## Prompt 1
Extract these records exactly as they appear, starting at the line that contains "trace --target=tree on" and continuing through the end of the records.

## Source passage
Scheer said Wernick’s testimony laid out the extent of unsolicited and co-ordinated efforts to have Wilson-Raybould change her mind.

In his response to Scheer’s opening remarks in the Commons, Virani quoted a part of Wernick’s testimony that supported the government’s position that Trudeau was consistent in telling Wilson-Raybould that offering a remediation agreement to SNC-Lavalin was her decision alone.

“The prime minster said at every occasion, verbally and in writing, she was the decider, so she was not giving legal advice to the prime minister. She was the decider, the full and final decider,” Wernick said at committee last week.

The motion is scheduled to be put to a vote at 6:30 p.m. Monday.

Two previous opposition attempts to have senior PMO staff testify at the committee have been unsuccessful, as was a motion to compel Trudeau to waive solicitor-client privilege and have a public inquiry launched.

NDP MP Tracey Ramsey used her time in the debate to bring up the perceived “racist and sexist undertones” of the ongoing affair, citing the personal attacks against the woman who was Canada’s first Indigenous justice minister and attorney general by unnamed Liberal sources in the days after the SNC-Lavalin controversy began unfolding. Trudeau has since apologized for not being quicker to condemn those comments.

To date, the government maintains that nothing improper occurred, though Trudeau’s principal secretary resigned over the matter on Feb. 18, denying any wrongdoing.

Since the scandal hit Parliament Hill, federal ethics commissioner Mario Dion has launched an investigation, which Liberals continue to point to as the best avenue for examining the case, though such probes can often take months to complete.

“We continue to welcome the studies by the committee and by the ethics commissioner,” Trudeau said Monday.

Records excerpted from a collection

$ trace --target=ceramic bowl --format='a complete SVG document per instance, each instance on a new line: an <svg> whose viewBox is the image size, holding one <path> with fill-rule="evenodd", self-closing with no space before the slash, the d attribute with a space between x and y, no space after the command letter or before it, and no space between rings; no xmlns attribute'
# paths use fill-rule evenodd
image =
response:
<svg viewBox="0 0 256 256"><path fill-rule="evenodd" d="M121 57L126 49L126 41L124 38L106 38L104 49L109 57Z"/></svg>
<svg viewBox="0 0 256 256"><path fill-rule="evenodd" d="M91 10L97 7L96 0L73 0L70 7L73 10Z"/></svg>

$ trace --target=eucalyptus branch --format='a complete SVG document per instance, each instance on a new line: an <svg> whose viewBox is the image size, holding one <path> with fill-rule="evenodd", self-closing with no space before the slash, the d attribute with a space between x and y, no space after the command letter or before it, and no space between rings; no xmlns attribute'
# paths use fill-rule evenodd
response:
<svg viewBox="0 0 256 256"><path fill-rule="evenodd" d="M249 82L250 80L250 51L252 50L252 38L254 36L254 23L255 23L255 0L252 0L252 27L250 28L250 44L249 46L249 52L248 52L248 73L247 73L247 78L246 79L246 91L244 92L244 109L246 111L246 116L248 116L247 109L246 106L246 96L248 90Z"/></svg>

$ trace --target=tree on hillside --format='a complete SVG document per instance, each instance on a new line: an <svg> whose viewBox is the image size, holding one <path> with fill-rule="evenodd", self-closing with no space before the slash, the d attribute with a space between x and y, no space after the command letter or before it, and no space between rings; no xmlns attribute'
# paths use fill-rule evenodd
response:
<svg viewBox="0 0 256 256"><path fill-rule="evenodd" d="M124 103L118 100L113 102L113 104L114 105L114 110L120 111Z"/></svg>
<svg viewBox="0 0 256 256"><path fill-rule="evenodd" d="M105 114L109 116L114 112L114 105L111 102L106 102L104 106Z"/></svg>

## Prompt 2
In the passage about the SNC-Lavalin affair, write out the section that begins at the words "Since the scandal" and stops after "months to complete.", swapping "months" for "weeks".

## Final answer 1
$ trace --target=tree on hillside --format='a complete SVG document per instance, each instance on a new line: an <svg> whose viewBox is the image size, holding one <path> with fill-rule="evenodd", self-closing with no space before the slash, the d attribute with a space between x and y, no space after the command letter or before it, and no space between rings; no xmlns attribute'
# paths use fill-rule evenodd
response:
<svg viewBox="0 0 256 256"><path fill-rule="evenodd" d="M124 103L118 100L113 102L113 104L114 105L114 110L120 111Z"/></svg>
<svg viewBox="0 0 256 256"><path fill-rule="evenodd" d="M105 114L109 116L114 112L114 105L111 102L106 102L104 106Z"/></svg>

## Final answer 2
Since the scandal hit Parliament Hill, federal ethics commissioner Mario Dion has launched an investigation, which Liberals continue to point to as the best avenue for examining the case, though such probes can often take weeks to complete.